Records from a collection

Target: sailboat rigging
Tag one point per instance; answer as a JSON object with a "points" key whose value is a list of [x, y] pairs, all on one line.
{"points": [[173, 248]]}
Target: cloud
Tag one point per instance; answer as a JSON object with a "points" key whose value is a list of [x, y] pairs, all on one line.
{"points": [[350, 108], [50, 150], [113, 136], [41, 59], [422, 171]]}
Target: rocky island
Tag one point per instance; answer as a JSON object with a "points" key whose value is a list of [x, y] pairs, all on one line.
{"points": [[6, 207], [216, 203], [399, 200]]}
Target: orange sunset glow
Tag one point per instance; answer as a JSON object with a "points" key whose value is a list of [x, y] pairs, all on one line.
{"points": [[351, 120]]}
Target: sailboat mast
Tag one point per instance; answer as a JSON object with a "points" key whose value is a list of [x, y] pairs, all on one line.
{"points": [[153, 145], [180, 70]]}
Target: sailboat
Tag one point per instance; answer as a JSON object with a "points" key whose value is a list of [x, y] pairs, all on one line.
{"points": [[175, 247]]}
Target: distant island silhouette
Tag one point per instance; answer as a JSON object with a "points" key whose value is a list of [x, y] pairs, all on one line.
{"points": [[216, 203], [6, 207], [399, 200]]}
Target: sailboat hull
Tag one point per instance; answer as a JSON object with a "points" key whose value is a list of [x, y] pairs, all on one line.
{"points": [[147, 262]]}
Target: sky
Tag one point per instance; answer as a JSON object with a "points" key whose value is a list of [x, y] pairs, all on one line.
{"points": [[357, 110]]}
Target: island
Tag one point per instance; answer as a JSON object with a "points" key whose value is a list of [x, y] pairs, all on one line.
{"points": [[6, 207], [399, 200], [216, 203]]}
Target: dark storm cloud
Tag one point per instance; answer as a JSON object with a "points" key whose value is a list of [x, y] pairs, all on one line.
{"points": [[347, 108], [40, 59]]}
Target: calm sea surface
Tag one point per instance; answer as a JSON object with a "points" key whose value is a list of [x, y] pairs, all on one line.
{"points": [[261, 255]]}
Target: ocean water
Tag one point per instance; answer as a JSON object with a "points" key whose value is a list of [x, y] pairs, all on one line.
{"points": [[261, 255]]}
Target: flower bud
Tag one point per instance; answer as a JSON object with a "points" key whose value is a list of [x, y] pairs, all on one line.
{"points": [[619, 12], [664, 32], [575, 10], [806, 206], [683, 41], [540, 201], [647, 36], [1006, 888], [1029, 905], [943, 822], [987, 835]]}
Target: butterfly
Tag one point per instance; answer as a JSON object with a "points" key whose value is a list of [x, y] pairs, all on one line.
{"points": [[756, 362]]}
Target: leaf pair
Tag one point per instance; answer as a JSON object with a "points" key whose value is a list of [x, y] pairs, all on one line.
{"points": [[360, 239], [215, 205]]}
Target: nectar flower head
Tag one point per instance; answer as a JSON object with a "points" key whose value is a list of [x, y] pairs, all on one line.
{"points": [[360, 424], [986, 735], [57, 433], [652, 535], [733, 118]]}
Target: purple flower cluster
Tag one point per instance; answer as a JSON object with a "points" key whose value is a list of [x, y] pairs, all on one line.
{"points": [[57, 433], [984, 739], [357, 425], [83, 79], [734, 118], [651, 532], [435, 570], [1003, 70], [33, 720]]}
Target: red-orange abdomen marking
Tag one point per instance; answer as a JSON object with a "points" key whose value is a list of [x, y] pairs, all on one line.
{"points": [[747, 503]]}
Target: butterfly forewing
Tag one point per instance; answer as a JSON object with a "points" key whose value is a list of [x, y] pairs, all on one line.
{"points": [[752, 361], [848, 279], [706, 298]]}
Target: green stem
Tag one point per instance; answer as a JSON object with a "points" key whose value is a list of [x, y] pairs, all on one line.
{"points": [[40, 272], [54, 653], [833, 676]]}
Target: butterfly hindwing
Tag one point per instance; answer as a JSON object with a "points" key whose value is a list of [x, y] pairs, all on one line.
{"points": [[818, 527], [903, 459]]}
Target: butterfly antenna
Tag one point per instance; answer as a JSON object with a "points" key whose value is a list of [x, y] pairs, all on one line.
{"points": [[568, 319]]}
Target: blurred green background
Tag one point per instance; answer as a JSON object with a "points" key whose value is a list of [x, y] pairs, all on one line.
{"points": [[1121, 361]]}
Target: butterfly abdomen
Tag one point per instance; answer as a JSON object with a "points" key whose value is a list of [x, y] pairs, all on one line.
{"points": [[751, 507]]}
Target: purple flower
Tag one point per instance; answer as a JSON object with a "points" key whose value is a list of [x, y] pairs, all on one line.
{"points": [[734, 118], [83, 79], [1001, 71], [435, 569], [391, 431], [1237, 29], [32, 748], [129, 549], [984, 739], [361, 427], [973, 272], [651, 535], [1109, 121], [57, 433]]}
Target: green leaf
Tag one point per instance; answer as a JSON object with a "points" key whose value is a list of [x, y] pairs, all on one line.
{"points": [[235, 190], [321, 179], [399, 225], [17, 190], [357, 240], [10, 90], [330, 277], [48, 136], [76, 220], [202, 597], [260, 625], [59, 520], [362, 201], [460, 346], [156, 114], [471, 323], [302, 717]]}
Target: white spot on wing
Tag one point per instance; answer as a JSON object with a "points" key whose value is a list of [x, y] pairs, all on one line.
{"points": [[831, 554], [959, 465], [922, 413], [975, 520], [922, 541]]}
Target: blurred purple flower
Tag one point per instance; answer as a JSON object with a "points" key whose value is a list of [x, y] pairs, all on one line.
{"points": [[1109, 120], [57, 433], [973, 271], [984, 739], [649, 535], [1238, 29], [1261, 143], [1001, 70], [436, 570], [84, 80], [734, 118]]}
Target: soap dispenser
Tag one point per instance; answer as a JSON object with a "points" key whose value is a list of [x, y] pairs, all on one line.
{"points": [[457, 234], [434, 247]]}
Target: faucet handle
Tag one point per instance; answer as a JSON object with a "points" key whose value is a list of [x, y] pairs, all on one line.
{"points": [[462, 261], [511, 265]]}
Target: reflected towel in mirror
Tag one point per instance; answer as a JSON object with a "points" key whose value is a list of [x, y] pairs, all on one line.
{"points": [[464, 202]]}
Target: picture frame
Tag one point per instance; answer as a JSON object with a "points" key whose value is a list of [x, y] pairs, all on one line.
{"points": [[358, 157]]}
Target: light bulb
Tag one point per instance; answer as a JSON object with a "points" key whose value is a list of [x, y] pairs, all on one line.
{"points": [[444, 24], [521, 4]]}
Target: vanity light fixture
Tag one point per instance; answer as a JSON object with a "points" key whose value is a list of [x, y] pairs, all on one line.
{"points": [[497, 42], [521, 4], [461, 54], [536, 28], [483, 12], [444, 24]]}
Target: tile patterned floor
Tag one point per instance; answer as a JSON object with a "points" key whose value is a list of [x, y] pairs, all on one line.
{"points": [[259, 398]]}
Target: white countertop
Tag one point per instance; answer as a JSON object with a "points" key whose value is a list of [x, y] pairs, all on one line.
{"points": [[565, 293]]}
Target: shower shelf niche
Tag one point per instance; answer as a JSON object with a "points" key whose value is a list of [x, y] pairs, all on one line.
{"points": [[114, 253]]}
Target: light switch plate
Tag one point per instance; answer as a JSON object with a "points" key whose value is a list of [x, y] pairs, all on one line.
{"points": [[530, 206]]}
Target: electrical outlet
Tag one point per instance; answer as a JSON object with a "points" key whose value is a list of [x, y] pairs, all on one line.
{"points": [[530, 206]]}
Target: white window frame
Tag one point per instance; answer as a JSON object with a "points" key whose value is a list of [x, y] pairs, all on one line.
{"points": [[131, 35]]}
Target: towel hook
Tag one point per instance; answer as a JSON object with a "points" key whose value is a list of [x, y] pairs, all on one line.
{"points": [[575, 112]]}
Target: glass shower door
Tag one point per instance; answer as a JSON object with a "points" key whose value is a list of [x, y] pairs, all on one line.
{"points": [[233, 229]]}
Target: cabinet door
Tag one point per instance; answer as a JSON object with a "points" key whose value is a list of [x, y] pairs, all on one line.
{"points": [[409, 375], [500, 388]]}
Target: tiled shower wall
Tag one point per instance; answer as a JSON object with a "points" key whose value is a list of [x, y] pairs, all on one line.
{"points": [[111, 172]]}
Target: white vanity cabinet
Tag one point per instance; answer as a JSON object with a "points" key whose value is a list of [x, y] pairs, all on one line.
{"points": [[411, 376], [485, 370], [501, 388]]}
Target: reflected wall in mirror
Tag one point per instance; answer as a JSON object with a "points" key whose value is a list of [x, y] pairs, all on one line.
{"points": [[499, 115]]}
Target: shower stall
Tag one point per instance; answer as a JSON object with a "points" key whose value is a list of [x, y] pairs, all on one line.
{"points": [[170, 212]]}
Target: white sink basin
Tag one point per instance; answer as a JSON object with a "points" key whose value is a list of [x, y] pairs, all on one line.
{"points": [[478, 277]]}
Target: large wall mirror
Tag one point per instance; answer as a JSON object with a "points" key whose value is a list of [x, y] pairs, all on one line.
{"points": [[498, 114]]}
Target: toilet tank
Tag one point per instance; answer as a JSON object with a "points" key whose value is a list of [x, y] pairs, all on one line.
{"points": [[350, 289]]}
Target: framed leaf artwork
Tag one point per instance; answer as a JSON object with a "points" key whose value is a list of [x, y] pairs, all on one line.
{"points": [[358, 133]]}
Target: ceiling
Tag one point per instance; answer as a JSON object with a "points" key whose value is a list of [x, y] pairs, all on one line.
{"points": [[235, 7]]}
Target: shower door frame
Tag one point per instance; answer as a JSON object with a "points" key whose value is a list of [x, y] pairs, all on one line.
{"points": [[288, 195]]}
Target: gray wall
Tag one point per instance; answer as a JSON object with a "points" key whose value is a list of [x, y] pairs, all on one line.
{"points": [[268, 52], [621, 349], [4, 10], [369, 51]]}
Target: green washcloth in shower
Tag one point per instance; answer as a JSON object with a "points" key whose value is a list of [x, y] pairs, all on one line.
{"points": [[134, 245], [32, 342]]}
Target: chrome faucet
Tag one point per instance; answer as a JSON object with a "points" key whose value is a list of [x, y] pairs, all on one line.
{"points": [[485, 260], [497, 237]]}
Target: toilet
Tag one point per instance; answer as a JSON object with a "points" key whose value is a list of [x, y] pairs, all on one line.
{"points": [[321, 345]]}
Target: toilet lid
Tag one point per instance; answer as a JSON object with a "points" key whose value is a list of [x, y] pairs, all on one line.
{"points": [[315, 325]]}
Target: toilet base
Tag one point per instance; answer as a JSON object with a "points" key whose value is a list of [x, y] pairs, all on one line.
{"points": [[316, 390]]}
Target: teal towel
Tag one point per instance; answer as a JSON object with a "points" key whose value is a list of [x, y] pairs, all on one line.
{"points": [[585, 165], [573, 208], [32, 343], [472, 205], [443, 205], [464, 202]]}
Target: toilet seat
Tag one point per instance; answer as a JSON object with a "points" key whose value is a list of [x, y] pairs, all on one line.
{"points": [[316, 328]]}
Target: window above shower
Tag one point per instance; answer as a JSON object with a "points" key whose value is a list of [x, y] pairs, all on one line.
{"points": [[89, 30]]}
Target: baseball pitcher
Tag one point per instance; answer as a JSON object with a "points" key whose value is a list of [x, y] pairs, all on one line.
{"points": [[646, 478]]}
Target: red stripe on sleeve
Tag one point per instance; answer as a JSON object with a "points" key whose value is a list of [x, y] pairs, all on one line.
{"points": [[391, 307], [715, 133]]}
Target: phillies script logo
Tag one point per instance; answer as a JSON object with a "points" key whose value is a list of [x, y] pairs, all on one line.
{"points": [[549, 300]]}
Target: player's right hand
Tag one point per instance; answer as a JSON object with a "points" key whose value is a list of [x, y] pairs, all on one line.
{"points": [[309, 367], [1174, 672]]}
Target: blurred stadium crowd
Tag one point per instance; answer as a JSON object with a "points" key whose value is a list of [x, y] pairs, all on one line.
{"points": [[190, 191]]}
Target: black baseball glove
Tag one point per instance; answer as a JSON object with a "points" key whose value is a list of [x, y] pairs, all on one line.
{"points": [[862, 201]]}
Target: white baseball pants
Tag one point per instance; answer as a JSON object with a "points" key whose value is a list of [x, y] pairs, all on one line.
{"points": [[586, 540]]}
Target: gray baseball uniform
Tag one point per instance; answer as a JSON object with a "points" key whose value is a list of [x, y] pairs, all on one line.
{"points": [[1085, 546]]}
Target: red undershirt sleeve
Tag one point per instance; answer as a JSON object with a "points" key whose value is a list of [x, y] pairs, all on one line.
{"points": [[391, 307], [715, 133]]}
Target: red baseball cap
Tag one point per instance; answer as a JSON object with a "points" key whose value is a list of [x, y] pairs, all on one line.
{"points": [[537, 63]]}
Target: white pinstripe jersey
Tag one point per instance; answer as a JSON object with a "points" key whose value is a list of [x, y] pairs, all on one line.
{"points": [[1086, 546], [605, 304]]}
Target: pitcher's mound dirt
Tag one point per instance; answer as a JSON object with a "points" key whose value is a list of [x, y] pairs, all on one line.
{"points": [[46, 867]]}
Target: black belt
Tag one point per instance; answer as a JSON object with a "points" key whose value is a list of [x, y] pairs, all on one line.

TASK DETAILS
Look above for the line with "Target: red stripe on sleeve" and the line with "Target: black baseball glove", and reproduce exactly those two lines plus every line between, nothing more.

WRITTEN ANSWER
Target: red stripe on sleeve
Tag one point per instance; answer as a JSON object with a "points" key whose value is a list of [x, y] pairs, all on one line.
{"points": [[391, 307], [715, 133]]}
Target: phillies script logo
Tag one point per instance; answer as a JSON object with a "points" key whose value is a list of [x, y] pairs, all on one line.
{"points": [[549, 300]]}
Target: player's right hand
Tag one point per instance; answer as a JSON object with a "points" key whose value is a list of [x, y] pairs, all on one line.
{"points": [[309, 367], [1174, 672]]}
Target: blurred stadium crowd
Tag one point per instance; answer as a JSON object with a "points" key whose value is a list of [x, y] pairs, all on one line.
{"points": [[190, 191]]}
Target: black baseball glove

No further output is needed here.